Türk Dili

Kelime Uydurma Hastalığı

D
illerin yaşayan içtimâi müesseseler olduğu ve onlara sun’i ve keyfi müdahaleler yapılamayacağı, yaşayan bütün dillerin her an değişmekte olduğu, fakat bu değişmenin zorla değil kendiliğinden meydana geldiği, artık, hemen bütün ciddi dilcilerin kabul ettiği hakikatlerdir. Bugün, “ölü diller” dışında, değişmeyen bir dil gösterilemez.
Dil değişmeleri kendiliğinden olduğu zaman o kadar yavaş bir seyir takib ederler ki, bu değişme, o dili kullananlarca bile hiç his edilmez. Aslında, bütün dillerde, canlılara has bir dinamizm görülmektedir. Nasıl bugün konuştuğumuz ve yazdığımız Türkçe XVI. yüzyıl Türkçesi değilse, yüz yıl sonra konuşulacak Türkçe de, elbette, bugünkü Türkçe olmayacaktır.
Bu değişme hâdisesi dışında kalan dil yoktur. Değişme, ancak ölü dillerde görülmez. Onlar, katılaşmış, donmuş ve fosilleşmiş dillerdir. Kelimeler de, kullanıla kullanıla aşınan ve yıpranan eşyalar gibi, eskirler ve yapı değişikliklerine uğrarlar. Sözün kısası diller, sabit, değişmez, kalıblaşmış sistemler değillerdir. Onlar, kendiliğinden büyüyen, gelişen ve nihâyet ömrünü tamamlayıp ölen canlı varlıklar gibidir.
Dillerin yapısı ve tarihi ile meşgul olanların çok iyi bildikleri diğer bir hakikat de dünyada, bazı iptidâî diller dışında, saf veya katıksız denilebilecek bir dilin mevcud olmadığıdır.

### Yönerge
Dil değişmesi üzerine yazıdaki bir bölümü harfi harfine yineleyin. "Dil değişmeleri kendiliğinden" sözlerinin geçtiği yerden başlayın, "bugünkü Türkçe olmayacaktır." sözlerinden sonra durun.

### Kayıt kümesi
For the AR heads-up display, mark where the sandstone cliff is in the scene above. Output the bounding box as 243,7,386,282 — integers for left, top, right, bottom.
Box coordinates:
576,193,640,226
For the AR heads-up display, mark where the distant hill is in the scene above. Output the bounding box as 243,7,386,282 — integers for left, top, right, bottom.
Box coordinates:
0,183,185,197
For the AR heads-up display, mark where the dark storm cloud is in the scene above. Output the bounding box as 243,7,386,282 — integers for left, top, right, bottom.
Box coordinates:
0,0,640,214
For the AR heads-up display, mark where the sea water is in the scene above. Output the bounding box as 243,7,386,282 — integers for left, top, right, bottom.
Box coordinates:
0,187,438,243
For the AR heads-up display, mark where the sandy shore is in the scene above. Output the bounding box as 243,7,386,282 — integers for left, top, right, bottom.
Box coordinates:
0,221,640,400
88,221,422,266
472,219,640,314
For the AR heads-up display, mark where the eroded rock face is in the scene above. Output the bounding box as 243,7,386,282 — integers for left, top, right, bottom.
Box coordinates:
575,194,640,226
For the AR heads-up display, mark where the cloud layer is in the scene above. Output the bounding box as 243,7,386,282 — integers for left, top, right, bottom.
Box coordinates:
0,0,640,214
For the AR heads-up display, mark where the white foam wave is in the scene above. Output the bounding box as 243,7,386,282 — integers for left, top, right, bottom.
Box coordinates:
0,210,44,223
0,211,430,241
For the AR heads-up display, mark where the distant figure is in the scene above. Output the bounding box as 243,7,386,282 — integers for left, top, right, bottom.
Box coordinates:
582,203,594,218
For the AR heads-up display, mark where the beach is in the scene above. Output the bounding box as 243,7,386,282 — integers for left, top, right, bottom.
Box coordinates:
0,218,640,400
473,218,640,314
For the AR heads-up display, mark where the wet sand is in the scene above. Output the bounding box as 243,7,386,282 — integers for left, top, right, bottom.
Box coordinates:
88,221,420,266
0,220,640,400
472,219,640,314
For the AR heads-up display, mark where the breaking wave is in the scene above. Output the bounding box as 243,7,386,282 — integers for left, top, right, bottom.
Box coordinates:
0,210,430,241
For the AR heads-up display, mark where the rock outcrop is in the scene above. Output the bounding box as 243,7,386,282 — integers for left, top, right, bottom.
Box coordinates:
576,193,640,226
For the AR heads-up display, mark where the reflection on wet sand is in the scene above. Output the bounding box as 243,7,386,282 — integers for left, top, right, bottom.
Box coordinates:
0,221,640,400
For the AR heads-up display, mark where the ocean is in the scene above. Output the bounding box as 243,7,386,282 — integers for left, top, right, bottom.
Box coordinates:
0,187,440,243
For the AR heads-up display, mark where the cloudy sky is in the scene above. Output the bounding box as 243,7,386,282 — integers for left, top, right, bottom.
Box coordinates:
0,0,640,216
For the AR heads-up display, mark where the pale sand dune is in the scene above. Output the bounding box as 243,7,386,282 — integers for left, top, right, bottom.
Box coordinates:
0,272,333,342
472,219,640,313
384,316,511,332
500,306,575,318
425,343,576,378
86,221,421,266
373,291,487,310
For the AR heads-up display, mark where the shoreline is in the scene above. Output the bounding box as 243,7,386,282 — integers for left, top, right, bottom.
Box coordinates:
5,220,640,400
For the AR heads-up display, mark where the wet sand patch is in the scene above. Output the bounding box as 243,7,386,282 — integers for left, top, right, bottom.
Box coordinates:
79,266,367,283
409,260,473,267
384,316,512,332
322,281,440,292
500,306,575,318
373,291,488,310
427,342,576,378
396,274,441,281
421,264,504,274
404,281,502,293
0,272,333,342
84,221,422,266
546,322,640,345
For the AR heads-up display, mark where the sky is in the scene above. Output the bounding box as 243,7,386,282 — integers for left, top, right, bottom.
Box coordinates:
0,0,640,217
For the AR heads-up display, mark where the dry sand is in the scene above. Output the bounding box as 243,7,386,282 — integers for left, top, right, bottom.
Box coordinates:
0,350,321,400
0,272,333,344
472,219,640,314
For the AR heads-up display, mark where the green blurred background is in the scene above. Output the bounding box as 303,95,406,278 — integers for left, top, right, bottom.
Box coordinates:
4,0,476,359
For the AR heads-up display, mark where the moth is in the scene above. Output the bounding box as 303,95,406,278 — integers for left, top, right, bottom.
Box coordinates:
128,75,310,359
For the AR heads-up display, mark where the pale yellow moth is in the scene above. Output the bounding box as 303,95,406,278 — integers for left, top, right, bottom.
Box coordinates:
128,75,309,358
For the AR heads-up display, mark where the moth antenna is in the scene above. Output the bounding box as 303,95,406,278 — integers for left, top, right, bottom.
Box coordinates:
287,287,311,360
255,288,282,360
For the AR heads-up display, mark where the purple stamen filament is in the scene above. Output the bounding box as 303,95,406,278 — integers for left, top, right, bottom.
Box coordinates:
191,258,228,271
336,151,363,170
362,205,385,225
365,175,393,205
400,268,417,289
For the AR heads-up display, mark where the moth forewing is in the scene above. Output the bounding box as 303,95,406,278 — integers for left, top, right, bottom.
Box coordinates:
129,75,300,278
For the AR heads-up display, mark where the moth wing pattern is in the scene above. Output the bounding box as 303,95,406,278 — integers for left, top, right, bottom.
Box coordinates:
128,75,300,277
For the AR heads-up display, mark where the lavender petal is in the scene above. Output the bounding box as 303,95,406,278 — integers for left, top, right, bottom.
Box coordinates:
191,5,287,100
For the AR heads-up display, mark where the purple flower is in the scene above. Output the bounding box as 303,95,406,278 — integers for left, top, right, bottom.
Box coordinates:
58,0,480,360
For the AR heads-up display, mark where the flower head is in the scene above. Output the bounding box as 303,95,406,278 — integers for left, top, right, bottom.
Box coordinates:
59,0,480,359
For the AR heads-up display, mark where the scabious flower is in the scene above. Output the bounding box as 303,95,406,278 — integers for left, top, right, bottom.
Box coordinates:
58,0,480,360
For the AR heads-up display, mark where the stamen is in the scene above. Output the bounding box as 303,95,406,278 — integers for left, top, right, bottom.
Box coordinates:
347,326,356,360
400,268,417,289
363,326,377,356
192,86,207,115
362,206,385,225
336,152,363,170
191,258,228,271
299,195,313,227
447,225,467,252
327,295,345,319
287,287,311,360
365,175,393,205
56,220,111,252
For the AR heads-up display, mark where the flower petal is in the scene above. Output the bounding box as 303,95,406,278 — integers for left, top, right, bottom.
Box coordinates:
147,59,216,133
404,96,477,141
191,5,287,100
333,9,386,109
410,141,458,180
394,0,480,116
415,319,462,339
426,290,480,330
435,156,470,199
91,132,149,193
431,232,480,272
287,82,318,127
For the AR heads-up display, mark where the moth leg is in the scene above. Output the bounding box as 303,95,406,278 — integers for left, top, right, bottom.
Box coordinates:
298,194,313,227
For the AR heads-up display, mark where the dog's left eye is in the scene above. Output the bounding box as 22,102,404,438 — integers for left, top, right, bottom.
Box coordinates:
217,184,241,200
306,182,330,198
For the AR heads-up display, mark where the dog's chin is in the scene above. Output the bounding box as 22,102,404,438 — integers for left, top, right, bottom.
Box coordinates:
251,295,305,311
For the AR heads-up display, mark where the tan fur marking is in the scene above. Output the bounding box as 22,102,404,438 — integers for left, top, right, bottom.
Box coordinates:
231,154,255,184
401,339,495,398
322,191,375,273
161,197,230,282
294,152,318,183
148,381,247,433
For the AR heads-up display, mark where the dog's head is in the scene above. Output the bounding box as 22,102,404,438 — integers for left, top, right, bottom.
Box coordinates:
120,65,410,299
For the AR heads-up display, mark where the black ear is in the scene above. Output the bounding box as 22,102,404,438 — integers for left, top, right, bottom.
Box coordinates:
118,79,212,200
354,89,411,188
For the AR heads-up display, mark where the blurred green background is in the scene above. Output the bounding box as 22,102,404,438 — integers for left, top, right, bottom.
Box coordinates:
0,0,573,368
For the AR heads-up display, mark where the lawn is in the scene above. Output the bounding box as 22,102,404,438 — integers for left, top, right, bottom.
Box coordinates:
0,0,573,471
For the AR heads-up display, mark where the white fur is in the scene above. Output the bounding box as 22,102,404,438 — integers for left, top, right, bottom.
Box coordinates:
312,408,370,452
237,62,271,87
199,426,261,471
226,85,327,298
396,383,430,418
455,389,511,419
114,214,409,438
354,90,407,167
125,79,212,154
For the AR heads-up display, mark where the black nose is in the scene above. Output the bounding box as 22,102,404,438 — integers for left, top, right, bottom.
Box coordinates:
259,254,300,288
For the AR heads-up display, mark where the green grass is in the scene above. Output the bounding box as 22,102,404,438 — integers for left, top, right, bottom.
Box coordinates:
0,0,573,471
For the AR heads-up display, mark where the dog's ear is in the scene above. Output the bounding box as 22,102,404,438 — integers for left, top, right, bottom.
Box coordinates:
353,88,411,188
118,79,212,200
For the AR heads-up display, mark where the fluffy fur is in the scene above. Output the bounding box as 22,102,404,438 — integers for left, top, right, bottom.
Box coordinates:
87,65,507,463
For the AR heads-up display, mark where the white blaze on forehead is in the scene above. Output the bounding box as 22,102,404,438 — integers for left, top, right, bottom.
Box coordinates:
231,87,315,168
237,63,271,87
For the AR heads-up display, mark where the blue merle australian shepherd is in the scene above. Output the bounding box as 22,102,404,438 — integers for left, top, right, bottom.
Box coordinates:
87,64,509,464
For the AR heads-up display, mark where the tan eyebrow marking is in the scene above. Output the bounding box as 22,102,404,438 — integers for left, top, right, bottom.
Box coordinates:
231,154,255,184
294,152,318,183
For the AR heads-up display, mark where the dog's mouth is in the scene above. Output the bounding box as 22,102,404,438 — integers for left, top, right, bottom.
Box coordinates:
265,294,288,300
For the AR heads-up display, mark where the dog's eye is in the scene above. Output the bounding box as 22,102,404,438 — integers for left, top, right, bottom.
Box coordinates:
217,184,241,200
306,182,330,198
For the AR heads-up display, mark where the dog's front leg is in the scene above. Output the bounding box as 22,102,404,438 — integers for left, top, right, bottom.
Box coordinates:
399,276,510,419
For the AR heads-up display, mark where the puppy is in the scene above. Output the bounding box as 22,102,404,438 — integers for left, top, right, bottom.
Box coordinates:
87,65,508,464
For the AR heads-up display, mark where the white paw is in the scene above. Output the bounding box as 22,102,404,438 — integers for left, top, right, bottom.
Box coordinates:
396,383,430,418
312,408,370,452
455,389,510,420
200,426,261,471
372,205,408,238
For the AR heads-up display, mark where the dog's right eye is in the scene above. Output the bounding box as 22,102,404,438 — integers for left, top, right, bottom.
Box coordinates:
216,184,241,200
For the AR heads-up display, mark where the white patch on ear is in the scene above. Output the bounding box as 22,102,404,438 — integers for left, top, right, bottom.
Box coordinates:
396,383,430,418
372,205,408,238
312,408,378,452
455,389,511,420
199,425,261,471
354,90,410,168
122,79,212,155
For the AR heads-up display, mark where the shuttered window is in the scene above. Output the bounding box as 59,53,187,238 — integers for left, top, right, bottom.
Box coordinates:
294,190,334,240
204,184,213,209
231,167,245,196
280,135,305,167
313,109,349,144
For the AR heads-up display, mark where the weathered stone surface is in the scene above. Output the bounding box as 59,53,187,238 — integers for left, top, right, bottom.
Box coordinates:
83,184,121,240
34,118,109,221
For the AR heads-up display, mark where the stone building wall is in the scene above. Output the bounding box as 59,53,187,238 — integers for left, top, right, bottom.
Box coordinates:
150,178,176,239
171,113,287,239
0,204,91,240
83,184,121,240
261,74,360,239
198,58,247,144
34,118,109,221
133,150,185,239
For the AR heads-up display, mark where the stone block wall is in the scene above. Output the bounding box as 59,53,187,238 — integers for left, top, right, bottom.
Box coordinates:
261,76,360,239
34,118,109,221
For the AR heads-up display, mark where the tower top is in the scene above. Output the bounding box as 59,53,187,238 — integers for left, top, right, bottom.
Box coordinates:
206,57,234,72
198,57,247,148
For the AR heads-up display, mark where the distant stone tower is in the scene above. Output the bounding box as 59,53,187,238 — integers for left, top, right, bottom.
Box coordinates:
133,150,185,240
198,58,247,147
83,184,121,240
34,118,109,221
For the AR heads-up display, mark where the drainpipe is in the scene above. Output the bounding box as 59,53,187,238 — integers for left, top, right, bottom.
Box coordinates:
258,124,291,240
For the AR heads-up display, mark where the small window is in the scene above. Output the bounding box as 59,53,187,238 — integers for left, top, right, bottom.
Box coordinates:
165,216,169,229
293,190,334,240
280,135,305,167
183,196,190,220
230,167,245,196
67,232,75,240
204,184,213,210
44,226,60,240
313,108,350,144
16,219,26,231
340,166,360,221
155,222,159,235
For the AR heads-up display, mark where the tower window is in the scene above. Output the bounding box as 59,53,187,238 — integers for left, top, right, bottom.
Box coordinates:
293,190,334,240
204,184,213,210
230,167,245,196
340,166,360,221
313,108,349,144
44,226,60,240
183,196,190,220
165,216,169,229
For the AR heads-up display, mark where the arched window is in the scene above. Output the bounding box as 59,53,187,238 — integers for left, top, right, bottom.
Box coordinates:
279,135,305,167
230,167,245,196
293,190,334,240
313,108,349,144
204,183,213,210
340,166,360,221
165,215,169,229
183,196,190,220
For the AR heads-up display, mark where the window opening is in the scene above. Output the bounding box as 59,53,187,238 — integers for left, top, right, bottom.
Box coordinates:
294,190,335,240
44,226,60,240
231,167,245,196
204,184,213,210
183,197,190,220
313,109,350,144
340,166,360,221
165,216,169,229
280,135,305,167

### Yanıt aşağıda
Dil değişmeleri kendiliğinden olduğu zaman o kadar yavaş bir seyir takib ederler ki, bu değişme, o dili kullananlarca bile hiç his edilmez. Aslında, bütün dillerde, canlılara has bir dinamizm görülmektedir. Nasıl bugün konuştuğumuz ve yazdığımız Türkçe XVI. yüzyıl Türkçesi değilse, yüz yıl sonra konuşulacak Türkçe de, elbette, bugünkü Türkçe olmayacaktır.